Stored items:
****************************************

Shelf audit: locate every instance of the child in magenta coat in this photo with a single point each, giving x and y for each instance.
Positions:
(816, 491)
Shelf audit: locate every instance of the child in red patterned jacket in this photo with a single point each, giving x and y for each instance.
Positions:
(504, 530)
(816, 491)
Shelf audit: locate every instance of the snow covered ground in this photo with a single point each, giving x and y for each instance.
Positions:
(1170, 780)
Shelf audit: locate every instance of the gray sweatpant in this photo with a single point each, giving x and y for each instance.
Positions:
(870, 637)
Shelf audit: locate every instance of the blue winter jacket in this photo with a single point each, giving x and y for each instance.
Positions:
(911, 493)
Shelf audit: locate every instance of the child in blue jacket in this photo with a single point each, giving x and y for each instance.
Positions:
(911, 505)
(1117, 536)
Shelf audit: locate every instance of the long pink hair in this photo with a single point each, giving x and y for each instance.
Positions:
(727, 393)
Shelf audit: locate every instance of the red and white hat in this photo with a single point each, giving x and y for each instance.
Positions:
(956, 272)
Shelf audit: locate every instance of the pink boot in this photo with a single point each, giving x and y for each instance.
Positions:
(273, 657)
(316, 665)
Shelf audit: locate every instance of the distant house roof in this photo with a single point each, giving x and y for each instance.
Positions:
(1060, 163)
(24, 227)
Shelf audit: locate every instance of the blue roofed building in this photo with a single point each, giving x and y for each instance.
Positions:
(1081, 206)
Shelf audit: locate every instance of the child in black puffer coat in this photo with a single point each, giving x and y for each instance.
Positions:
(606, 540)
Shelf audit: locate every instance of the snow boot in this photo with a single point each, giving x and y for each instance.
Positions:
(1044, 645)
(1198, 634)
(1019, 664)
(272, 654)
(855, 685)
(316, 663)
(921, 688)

****************************************

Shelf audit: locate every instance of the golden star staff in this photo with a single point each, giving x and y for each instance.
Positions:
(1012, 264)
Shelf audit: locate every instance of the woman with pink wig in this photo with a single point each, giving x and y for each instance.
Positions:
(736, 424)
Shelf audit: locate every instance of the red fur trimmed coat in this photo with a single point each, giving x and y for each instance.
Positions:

****************************************

_Written exercise:_ Which lines in the listing contain the string "pink"? Report each of them in full.

_Exercise result:_
Shelf audit: locate every instance of the long pink hair in this photo with a single point each, giving x and y for each instance.
Shelf audit: locate every instance of the pink boot in this photo with a single point each, giving x and y for each instance.
Shelf audit: locate every instance of the woman with pink wig in this photo with a single point each, giving x and y for each instance.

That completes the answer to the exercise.